*EXCERPTED PASSAGE:*
------

Into the heart of Australia's collapses

Australia are becoming synonymous with batting collapses, a trend that leaves their middle order in doubt in the run-up to the home Ashes and also hints at a mindset problem

Daniel Brettig
Daniel Brettig
27-Sep-2017
Following On, Emma John's engaging account of growing up with a fairly ordinary England cricket team, includes the following passage from Phil Tufnell, describing the dressing room scene as Michael Atherton's team are shot out for 46 by Curtly Ambrose at Trinidad in 1994:
"Everyone's scrambling, it's the first time I've seen five England batsmen all padded up, their helmets on, chest pads on, all in line, like parachutists waiting to get out the f***ing aeroplane... 'C'mon, next one, go!' ... Chaos ... chaos ... chaos ..."
There was a time when Australia's cricketers were the chief architects of many similar England collapses, ending innings swiftly but also quite often ceding any chance of victory in matches where up to that point the honours were even at the very least. A couple of decades later, however, it is Australia who have become synonymous with batting slides of a ruinous nature.
Their emergence has coincided with a slide down the ICC rankings, meaning they will enter the Ashes series positioned fifth among Test nations, while their former pre-eminence in ODI cricket has been stripped away by series losses to New Zealand and India either side of a rapid elimination from the Champions Trophy.
So consistently have the Australians found ways to give up clumps of wickets that ESPNcricinfo has identified no fewer than 25 instances in Tests and 19 instances in ODIs of major collapses - defined as, at least, four wickets (apart from wickets seven to 10) going down for fewer than 20 runs each. These sequences have all taken place since the start of the 2015 Ashes series, which was Michael Clarke's last assignment in charge before he was replaced by Steven Smith.
As captain, Smith has consistently noted the damaging trend, most recently after the second ODI against India in Kolkata last week, but there has been little notable improvement. In Tests, there has been at least one major collapse in all but two series over the period - those against West Indies (at home) and New Zealand (away) in 2015-16. Things got particularly dire in the second half of 2016, as series against Sri Lanka (six innings out of six) and South Africa (four out of six) were beset by rushes of wickets.
If some improvement was discernible at home, against Pakistan, the patterns returned in Bangladesh and India, meaning two otherwise meritorious series efforts - particularly against India - were distorted by an inability to hold firm at times that would likely have turned a 1-1 draw and a 2-1 defeat into a pair of victories. During this period, a major characteristic of Australia's struggles has been evident in the middle order, beyond the bright batting lights of Smith and his deputy, David Warner.

------

*SOURCE DATA:*
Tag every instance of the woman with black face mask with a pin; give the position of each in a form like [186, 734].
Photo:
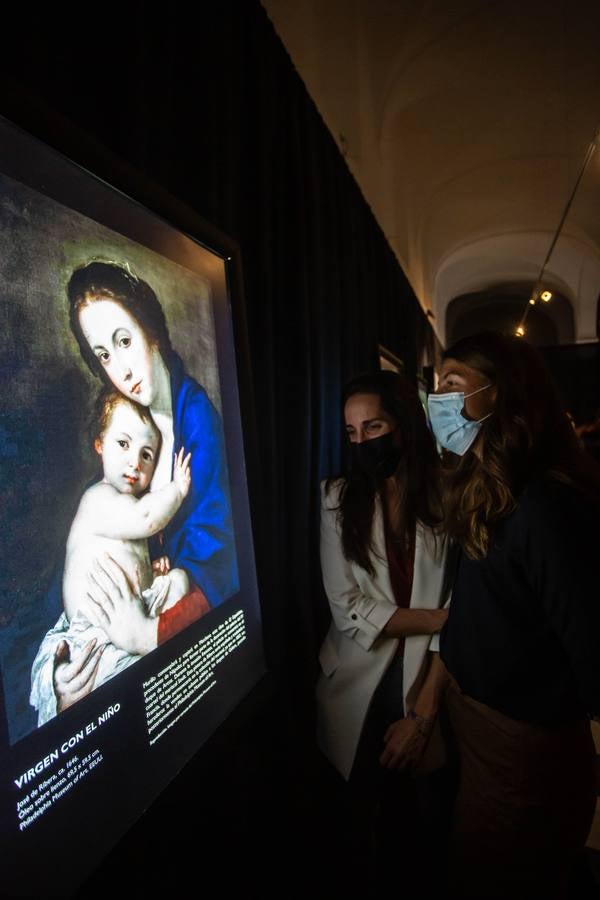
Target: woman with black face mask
[382, 558]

------

*THINGS TO DO:*
- A) How many major Test collapses by Australia does the article on Australia's batting collapses say ESPNcricinfo identified since the start of the 2015 Ashes series?
- B) Continue the article on Australia's batting collapses from where it stops.

*TASK-BY-TASK RESULTS:*
- A) 25

- B)
Nos. 5, 6 and 7 have become decidedly problematic, starting largely with the eclipse of Adam Voges, following a record-setting start to his late-arriving Test career. Voges was initially followed in the order by Mitchell Marsh and Peter Nevill, who found themselves caught in a spiral that ultimately sucked both out of the Test team. Marsh, unsure of whether to hit out or settle in for a long innings, commonly did neither, while Nevill, an organised batsman but far from a late-order aggressor in the mould of Adam Gilchrist, Brad Haddin or even Ian Healy, could not change momentum running fast against him.
More recently the No. 5 berth has been occupied by Peter Handscomb, who is still trying to find ways to go on from promising starts more often. Behind him, in India and Bangladesh, was Glenn Maxwell, who, after an exemplary start in Ranchi, making the hundred his talent always suggested was possible with a little more self-control, has lapsed into his former inconsistencies. Behind them has come Matthew Wade, who ostensibly replaced Nevill by dint of the fact he had made a pair of excellent Test hundreds, in 2012-13, while keeping Haddin out of the Test XI.
Save for his voluble presence behind the stumps and improving glovework, Wade has been utterly unable to replicate those sorts of innings, seemingly caught in the kind of batting deterioration cycle that affects some wicketkeepers the longer their careers progress. Replacing him with Handscomb, not Victoria's first choice behind the stumps, was discussed in Bangladesh and has now happened in India, meaning the identity of the Ashes wicketkeeper is now shrouded in doubts.
Whoever it is, he will be entering a middle order where plenty of keen observers, both within the team and without, are questioning whether the cycle of collapses are a matter of circumstances, technique, or something more troubling - character. Back in Australia, where the national team coach Darren Lehmann is preparing for the Ashes while letting Haddin and David Saker deputise in India, the former opener and sometime Australian batting coach Justin Langer believes a string of collapses indicate that all is not well with the mindsets of Australia's batsmen.
"The thing about cricket is that it's such an individual game," Langer told ESPNcricinfo. "The best way to eradicate batting collapses is to make sure that every player's in good shape personally. We talk about momentum in games, but if every player - when they walk out to bat - feels good about their game, it doesn't matter what the score is, whether you've lost a few quick wickets or whether you're flying.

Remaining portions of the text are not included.